Tugas 1
Ubah baris-baris entri di bawah ini menjadi daftar bernomor, mulai dari baris yang memuat "Where can you spot the locomotive headlight?" sampai akhir entri, termasuk kedua ujungnya. Jangan sertakan baris kosong.

Teks Sumber
────────

Jumat, 12 Februari 2016

Kembali ke Labbo


Ini sekadar mengadaptasi judul tembang lawas Koes Plus, Kembali ke Jakarta, dengan mengganti Jakarta menjadi Labbo. Apa itu Labbo? Ia hanyalah salah satu desa di Kabupaten Bantaeng. Ya... Desa Labbo, saya kembali ke Labbo, setelah sekian lama tak mengunjunginya, sekitar tiga tahunan. Padahal, desa ini tersimpan rapi di peta batok pikiran saya dan terpahat kuat dalam sudut hati saya. Masih ingat tulisan saya bertahun yang lalu? Tentang desa ini, dengan tajuk: Mari Belajar ke Desa Labbo.
 
Pada tulisan itu, saya membabarkan perkembangan Desa Labbo, khususnya perestasi di bidang literasi, dimana perpustakaan desanya menjadi garda terdepan untuk dijadikan sebagai percontohan perpustakaan desa secara nasional. Dan, perpustakaan desa ini menjadi juara dua lomba perpustakaan desa se provinsi Sulawesi-Selatan. Menurut desas-desus, seharusnya juara satu, tapi ada faktor X yang mengganjalnya. Bagi saya, tidak penting berdebat posisinya, yang terpenting adalah perpustakaan ini masih eksis hingga detik ini.
Kembali ke Labbo, ya... saya kembali lagi atas ajakan kepala desanya yang baru, bung Sirajuddin Siraj. Beliau barulah setahun lebih menjabat. Dan, hubungan saya dengan beliau tergolong dekat, beliau adalah junior saya di organisasi daerah, Koskar PPB dan HMI-MPO Makassar. Seperti juga kepala desa sebelumnya, Subhan Yakub, juga junior saya. Jadi, untuk urusan melibatkan diri dalam membangun perpustakaan desanya bukanlah hal yang rumit.
 
Sesarinya saya menikmati liburan Imlek yang kali ini jatuh pada hari Senin, 8 Februari 2016. Tapi, karena permintaan untuk merevitalisasi kembali perpustakaan desa didapukkan pada saya, maka saya tangguhkan liburan Imlek ini. Saya meluncur ke Labbo, masih pagi sekali, dan sebelum sampai, singgah dulu di Ereng-Ereng, tepatnya di sebuah komunitas literasi, Sudut Baca Al-Syifa. Melakukan silaturrahim, berbincang dengan pengelolah, sambil minum secangkir kopi pahit asli Ereng-Ereng dan sepiring pisang goreng.
 
Sekitar pukul 10.00 pagi, saya sudah tiba di areal kantor Desa Labbo. Saya tidak langsung ke aula pertemuan, melainkan saya menyusup masuk ke gedung perpustakaan Fajar Desa Labbo. Memang demikian adanya, bangunan perpustakaan desa sudah terpisah dari kantor desa. Dulu, waktu pertama sekali saya datang, hampir sepuluh tahun yang silam, masih menyatu dengan bagian kantor desa. Belakangan, di periode kedua Subhan Yakub sebagai kepala desa, ia telah membangun gedung tersendiri. Dalam perpustakaan desa yang saya susupi itu, semuanya masih seperti pada kunjungan saya yang terakhir.

────────

Data
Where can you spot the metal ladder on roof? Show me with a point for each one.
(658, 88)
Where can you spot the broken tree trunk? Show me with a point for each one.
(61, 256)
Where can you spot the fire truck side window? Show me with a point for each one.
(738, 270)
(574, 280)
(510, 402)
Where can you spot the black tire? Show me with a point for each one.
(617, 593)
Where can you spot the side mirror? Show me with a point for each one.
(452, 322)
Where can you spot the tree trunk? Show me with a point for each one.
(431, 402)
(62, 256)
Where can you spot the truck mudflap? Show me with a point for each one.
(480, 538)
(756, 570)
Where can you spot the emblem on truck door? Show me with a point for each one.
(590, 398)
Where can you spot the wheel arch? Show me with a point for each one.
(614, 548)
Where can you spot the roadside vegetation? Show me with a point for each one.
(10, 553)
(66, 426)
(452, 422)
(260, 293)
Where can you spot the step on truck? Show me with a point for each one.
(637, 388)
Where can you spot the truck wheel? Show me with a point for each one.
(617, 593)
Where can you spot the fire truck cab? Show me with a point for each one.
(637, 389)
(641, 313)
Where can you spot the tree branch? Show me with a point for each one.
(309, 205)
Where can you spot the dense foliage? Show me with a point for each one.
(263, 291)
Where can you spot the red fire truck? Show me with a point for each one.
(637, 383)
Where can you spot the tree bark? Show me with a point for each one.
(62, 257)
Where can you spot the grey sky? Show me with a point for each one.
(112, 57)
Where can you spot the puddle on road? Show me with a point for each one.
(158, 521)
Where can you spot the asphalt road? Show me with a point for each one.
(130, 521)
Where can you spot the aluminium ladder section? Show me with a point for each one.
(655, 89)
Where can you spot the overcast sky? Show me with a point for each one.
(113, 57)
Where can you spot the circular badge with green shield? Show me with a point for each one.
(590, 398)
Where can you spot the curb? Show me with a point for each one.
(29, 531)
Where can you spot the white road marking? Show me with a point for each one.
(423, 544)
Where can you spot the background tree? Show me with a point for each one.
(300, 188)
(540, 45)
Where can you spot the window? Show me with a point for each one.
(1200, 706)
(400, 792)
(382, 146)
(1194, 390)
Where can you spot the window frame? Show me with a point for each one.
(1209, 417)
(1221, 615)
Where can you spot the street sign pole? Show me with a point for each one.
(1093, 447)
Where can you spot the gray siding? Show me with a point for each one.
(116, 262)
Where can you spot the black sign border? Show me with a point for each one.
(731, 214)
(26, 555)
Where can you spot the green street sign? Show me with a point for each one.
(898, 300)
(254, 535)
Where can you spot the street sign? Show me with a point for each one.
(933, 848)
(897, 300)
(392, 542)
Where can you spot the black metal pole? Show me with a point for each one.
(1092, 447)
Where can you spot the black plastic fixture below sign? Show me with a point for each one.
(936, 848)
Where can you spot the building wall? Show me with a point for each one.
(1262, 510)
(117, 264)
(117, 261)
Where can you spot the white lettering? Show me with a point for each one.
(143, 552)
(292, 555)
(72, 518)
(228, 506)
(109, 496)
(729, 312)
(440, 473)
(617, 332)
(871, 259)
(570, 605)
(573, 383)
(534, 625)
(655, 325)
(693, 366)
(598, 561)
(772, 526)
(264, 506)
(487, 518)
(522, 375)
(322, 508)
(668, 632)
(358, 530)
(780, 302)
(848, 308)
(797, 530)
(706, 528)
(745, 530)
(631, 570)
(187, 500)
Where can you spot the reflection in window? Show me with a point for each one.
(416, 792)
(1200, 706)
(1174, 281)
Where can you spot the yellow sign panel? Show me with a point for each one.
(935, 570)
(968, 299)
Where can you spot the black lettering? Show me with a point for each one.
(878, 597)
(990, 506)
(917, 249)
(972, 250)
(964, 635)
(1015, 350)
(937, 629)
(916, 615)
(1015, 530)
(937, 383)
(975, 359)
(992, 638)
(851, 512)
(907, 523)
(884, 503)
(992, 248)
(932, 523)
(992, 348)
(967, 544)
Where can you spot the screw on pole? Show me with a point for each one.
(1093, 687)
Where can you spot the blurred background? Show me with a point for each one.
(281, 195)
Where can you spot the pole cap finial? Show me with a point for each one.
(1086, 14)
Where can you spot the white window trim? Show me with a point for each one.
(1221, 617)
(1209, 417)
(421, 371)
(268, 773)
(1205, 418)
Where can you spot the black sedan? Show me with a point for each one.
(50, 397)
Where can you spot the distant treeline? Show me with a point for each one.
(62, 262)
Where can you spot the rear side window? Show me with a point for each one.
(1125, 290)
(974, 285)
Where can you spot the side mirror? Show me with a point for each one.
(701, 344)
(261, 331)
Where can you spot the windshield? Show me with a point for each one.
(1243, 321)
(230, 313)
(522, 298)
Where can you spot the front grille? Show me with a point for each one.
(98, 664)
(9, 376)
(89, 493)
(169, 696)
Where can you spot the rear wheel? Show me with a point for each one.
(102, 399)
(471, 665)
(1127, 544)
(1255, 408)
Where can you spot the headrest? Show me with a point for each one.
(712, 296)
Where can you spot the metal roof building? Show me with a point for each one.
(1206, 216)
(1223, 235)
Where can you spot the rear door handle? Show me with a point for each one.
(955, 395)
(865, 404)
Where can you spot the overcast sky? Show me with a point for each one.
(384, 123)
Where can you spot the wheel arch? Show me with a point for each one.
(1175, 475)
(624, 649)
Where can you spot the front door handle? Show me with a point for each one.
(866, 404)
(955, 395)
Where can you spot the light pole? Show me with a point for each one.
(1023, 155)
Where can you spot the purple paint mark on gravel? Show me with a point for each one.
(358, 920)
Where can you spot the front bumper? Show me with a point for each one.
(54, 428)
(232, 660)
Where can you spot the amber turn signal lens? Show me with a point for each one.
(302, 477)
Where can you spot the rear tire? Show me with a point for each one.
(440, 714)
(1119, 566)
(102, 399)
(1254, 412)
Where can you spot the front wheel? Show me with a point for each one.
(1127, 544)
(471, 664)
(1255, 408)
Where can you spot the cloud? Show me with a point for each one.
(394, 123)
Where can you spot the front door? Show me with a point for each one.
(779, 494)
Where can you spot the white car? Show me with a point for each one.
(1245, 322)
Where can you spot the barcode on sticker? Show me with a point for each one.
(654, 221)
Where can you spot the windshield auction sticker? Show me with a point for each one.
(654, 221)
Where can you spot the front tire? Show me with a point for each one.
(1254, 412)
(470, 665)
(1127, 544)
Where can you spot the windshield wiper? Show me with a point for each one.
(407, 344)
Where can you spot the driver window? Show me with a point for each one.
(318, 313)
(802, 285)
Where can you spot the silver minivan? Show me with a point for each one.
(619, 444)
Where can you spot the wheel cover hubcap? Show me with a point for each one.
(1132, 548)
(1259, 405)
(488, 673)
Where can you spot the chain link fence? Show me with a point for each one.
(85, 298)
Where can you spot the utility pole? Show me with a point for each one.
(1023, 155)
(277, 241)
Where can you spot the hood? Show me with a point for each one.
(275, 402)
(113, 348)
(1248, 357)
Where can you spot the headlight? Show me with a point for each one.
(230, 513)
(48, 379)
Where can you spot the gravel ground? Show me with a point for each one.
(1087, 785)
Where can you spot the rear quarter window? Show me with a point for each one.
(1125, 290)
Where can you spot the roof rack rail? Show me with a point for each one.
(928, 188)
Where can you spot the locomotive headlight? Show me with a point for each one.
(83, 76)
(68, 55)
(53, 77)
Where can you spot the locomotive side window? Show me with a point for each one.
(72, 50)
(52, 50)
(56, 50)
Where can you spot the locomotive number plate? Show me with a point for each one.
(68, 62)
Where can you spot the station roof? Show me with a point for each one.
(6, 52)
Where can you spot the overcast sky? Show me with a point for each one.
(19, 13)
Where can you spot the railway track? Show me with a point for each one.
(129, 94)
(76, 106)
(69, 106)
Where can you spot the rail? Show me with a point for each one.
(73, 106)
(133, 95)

────────

Tugas 2
Menurut teks tentang Desa Labbo, juara berapa yang diraih perpustakaan desa itu dalam lomba perpustakaan desa se-Sulawesi Selatan?

Jawaban Lengkap 1
1. Where can you spot the locomotive headlight? Show me with a point for each one.
2. (83, 76)
3. (68, 55)
4. (53, 77)
5. Where can you spot the locomotive side window? Show me with a point for each one.
6. (72, 50)
7. (52, 50)
8. (56, 50)
9. Where can you spot the locomotive number plate? Show me with a point for each one.
10. (68, 62)
11. Where can you spot the station roof? Show me with a point for each one.
12. (6, 52)
13. Where can you spot the overcast sky? Show me with a point for each one.
14. (19, 13)
15. Where can you spot the railway track? Show me with a point for each one.
16. (129, 94)
17. (76, 106)
18. (69, 106)
19. Where can you spot the rail? Show me with a point for each one.
20. (73, 106)
21. (133, 95)

Jawaban Lengkap 2
Perpustakaan Desa Labbo menjadi juara dua dalam lomba perpustakaan desa se-provinsi Sulawesi Selatan.